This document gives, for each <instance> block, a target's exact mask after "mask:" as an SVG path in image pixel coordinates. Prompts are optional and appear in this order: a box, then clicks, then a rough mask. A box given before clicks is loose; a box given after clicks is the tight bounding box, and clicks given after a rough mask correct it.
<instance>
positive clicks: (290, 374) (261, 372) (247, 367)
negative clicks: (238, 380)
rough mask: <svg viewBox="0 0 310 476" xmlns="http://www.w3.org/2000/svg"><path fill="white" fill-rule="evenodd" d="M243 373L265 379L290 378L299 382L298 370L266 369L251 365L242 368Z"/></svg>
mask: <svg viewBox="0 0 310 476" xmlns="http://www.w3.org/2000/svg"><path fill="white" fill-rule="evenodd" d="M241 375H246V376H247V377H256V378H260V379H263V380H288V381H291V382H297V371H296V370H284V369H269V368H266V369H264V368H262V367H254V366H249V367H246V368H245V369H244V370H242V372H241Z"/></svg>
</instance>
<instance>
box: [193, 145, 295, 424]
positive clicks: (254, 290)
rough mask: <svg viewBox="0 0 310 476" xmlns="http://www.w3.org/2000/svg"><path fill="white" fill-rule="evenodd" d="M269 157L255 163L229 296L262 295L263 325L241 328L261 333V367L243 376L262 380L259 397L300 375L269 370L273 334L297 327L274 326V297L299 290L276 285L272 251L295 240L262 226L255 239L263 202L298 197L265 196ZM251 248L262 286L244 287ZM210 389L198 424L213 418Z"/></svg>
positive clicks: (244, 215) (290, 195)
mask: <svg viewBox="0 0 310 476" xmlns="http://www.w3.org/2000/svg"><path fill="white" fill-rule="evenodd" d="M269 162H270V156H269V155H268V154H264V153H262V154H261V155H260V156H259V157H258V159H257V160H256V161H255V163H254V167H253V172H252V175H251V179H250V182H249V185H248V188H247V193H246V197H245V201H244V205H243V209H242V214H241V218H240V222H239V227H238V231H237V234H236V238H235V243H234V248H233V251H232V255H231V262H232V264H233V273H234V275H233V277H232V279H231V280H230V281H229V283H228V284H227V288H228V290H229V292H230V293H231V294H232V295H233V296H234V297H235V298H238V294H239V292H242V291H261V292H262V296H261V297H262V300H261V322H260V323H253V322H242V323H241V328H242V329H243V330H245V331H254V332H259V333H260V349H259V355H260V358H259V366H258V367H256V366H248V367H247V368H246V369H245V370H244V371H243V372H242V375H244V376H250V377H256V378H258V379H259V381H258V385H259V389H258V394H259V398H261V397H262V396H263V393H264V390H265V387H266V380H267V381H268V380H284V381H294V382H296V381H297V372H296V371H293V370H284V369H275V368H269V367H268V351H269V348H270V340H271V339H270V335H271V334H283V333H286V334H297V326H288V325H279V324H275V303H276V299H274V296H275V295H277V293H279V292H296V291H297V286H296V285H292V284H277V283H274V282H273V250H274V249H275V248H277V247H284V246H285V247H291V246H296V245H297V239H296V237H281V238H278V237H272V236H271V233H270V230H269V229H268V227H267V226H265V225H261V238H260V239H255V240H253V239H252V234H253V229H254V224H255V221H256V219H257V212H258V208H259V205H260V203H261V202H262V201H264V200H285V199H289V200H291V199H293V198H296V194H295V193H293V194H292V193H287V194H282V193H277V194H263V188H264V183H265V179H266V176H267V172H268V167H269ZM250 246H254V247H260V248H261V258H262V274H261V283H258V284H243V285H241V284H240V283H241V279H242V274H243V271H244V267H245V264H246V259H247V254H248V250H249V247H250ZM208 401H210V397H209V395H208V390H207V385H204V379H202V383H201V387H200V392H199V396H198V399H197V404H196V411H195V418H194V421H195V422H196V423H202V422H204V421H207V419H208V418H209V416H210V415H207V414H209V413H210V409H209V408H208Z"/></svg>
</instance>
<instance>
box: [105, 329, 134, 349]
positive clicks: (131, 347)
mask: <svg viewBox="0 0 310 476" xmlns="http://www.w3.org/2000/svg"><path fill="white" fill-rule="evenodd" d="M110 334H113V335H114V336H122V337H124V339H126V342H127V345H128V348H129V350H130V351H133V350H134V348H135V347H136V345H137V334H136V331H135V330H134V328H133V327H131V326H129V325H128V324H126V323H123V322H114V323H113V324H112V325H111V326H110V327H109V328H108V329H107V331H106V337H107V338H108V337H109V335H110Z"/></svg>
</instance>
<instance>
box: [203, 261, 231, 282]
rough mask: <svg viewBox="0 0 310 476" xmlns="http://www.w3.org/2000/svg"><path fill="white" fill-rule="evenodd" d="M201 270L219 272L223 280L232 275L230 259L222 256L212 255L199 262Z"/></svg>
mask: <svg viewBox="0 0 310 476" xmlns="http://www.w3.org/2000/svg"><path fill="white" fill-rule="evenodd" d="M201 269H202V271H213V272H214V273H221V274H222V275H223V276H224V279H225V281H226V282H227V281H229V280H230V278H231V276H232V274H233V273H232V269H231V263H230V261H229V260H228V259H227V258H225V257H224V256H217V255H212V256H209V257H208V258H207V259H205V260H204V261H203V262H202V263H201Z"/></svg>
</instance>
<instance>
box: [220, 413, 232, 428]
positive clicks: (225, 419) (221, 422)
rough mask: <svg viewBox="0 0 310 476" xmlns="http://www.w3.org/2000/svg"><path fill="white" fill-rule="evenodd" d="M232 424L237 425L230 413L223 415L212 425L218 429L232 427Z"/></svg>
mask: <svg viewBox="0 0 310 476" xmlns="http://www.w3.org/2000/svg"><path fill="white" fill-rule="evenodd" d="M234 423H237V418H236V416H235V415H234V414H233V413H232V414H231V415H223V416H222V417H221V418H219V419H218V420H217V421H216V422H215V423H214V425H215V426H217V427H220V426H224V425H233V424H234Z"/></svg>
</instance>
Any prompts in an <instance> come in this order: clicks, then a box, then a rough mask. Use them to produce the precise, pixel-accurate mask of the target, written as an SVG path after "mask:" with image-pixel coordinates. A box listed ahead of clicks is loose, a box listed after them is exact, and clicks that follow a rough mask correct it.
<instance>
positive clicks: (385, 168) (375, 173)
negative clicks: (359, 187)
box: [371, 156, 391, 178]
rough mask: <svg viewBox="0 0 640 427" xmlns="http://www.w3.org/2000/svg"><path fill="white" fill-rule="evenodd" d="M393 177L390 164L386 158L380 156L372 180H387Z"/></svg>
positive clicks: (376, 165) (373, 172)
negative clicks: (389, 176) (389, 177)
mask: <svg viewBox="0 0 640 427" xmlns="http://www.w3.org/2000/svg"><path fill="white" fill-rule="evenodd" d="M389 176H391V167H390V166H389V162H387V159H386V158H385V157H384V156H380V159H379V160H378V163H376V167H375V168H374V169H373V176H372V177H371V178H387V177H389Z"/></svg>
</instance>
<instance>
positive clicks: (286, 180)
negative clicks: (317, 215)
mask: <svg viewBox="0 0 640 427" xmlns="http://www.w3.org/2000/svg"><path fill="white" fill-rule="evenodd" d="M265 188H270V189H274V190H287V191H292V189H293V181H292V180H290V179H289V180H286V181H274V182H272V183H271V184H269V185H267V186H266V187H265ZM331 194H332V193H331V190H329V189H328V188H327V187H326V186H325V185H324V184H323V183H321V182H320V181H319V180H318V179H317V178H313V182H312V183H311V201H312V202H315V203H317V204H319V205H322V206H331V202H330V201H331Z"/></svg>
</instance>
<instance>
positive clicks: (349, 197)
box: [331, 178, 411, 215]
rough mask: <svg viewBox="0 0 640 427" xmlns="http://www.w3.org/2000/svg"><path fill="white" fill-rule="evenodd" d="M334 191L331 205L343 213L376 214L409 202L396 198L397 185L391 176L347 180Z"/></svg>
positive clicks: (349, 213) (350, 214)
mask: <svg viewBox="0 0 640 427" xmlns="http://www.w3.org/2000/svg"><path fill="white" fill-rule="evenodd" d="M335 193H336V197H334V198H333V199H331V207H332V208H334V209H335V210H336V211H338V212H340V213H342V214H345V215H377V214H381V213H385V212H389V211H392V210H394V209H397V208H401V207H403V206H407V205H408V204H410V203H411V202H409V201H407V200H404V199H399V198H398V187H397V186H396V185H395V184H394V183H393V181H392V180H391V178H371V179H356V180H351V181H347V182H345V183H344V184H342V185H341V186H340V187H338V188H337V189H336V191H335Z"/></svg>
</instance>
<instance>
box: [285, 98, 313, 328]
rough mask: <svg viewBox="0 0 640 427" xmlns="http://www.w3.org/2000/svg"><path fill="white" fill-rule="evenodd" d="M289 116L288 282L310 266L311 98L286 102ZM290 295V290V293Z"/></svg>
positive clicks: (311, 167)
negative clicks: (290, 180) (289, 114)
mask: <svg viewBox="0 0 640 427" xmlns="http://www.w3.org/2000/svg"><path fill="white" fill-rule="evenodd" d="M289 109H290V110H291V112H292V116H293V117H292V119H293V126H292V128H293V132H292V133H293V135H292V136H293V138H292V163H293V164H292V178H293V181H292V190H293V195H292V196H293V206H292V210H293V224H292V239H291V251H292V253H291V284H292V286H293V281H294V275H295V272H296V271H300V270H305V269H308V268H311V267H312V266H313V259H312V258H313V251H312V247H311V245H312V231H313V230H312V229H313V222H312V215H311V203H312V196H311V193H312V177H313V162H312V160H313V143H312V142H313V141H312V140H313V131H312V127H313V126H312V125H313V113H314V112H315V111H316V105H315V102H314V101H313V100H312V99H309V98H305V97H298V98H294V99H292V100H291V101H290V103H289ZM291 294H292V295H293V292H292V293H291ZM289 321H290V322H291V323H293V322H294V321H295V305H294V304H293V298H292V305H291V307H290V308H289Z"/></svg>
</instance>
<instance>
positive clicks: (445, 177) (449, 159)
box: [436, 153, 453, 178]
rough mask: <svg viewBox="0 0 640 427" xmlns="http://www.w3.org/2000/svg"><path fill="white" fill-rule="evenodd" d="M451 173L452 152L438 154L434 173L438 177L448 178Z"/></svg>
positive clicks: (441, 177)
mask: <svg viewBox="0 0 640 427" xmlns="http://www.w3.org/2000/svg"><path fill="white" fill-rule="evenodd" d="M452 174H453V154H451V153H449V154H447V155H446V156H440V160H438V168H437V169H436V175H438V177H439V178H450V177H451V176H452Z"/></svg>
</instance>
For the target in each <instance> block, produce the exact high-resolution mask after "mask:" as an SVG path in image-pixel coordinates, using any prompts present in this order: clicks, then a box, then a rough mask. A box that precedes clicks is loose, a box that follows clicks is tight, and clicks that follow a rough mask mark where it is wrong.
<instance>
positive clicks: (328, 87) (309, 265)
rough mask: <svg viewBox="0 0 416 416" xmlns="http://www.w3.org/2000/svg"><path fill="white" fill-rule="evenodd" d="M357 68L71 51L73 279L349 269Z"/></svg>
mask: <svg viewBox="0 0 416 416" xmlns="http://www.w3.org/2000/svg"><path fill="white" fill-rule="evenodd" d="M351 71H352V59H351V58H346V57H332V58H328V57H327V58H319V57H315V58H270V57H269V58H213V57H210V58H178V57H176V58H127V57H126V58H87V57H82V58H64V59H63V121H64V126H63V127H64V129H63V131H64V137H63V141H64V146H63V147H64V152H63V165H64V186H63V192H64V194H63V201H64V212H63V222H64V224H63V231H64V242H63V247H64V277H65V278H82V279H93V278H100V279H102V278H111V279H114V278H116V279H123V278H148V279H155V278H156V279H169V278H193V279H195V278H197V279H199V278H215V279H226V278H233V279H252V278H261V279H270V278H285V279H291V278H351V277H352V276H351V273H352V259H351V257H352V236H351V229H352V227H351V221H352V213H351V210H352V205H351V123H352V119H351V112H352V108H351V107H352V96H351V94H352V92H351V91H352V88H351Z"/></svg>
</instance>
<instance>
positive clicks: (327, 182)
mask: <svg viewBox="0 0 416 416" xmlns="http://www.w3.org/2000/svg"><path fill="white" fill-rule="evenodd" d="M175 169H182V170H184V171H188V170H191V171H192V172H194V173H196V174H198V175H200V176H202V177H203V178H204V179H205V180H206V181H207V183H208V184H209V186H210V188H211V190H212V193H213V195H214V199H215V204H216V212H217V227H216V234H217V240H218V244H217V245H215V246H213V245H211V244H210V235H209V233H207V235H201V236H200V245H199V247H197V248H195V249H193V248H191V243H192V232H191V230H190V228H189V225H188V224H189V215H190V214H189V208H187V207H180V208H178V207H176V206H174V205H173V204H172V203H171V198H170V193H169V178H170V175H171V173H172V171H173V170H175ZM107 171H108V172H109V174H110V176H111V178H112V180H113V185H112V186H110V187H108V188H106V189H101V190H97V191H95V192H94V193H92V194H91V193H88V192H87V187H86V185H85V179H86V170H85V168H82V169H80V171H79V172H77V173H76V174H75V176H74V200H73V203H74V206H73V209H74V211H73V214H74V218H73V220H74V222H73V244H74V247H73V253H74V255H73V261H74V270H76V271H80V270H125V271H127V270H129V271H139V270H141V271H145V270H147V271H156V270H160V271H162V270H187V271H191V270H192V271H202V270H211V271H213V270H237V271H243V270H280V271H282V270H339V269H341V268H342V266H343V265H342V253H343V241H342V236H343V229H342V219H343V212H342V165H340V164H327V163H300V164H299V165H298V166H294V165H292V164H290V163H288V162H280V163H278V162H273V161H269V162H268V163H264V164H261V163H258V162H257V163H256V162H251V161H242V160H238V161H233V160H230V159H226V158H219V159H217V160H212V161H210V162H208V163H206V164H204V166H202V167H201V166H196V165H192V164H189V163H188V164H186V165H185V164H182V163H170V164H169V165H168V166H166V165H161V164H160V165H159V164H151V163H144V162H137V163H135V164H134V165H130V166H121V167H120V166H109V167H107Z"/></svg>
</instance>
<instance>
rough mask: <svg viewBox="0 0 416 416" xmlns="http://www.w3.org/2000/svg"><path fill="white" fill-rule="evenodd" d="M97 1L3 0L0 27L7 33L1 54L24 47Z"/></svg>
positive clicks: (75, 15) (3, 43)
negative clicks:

————

TASK ITEM
Copy out each line of the listing that holds the string "tight".

RESULT OF THIS EXERCISE
This document gives, for each <instance> block, a target's exact mask after "mask:" as an SVG path in image pixel coordinates. Prompts are optional and appear in this order: a box, then clicks, then a rough mask. A box given before clicks is loose; a box given after clicks is the tight bounding box, and clicks given after a rough mask correct it.
For the target in each <instance> block, produce the exact high-resolution mask after "mask:" as an SVG path in image-pixel coordinates, using any prompts present in this order: clicks, then a box, then a rough mask. A box that precedes clicks is loose, a box that follows clicks is tight, and clicks that follow a rough mask mark where it is wrong.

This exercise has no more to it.